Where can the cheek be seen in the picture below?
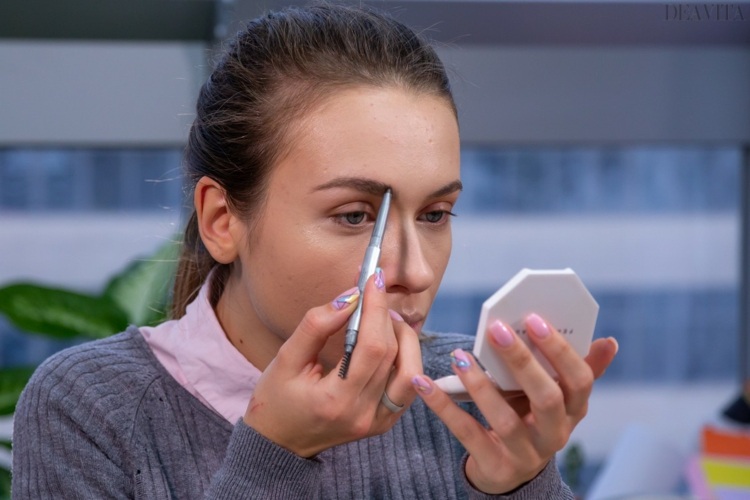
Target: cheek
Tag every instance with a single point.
(290, 277)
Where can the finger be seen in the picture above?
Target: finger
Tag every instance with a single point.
(469, 432)
(546, 398)
(376, 346)
(575, 375)
(408, 362)
(501, 417)
(318, 324)
(601, 354)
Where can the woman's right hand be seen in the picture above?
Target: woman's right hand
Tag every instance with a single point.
(300, 407)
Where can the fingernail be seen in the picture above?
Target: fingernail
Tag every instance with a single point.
(379, 279)
(501, 333)
(617, 344)
(461, 360)
(346, 299)
(537, 326)
(422, 385)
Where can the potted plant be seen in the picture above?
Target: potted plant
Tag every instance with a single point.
(137, 295)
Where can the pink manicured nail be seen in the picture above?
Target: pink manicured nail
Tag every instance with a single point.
(537, 326)
(345, 299)
(461, 360)
(502, 334)
(379, 279)
(422, 385)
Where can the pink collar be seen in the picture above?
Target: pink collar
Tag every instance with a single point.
(196, 352)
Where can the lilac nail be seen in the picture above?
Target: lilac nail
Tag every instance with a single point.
(379, 279)
(345, 299)
(422, 385)
(537, 326)
(502, 334)
(461, 360)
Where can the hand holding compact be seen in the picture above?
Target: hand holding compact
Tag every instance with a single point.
(523, 434)
(306, 409)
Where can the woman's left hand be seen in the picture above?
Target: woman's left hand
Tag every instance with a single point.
(524, 433)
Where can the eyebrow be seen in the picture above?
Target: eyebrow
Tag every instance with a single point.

**WORK TO COMPLETE**
Copy the data word for word, starting at the line that contains "Where can the finger be" and continuing through the end of the data, with both ends included.

**SOLUTION TO THE PROBLEM**
Where can the finger be seen in the picture above?
Target: finger
Tag every instance with a single point.
(469, 432)
(546, 398)
(376, 346)
(575, 375)
(408, 362)
(501, 417)
(318, 324)
(601, 354)
Where can the woman's right hand be seen in the picture above?
Target: woman's right hand
Tag every instance with a single point.
(300, 407)
Where can the fingernail be seen in the picture above?
Target: fingernail
Tag every instance with a single point.
(379, 279)
(501, 333)
(617, 344)
(461, 360)
(346, 299)
(537, 326)
(422, 385)
Where can the potted plant be seen in the picture above?
Target: potted plant
Tag every instance with a single point.
(137, 295)
Where can the pink manicured nail be seen in the picture above?
Target: pink manicured nail
Tag every instance with a single point.
(537, 326)
(345, 299)
(461, 360)
(502, 334)
(379, 279)
(422, 385)
Where can the pink collar be seen in the picture above?
Target: pink collar
Tag every instance with a single point.
(196, 352)
Where can the lilac nail be seen in the picture above?
Target: lilac nail
Tag every instance with a single point.
(379, 279)
(345, 299)
(422, 385)
(537, 326)
(502, 334)
(461, 360)
Where can the hand holding compact be seen in the picture above?
Target: hand holding compact
Tag every instance with a single point.
(523, 434)
(306, 409)
Where can the woman's left hand be seen in the picture above?
Target: woman's left hand
Tag every instance with a single point.
(524, 433)
Where can the eyebrow be seen in the picture above?
Target: eyebrow
Tag every instance with a single point.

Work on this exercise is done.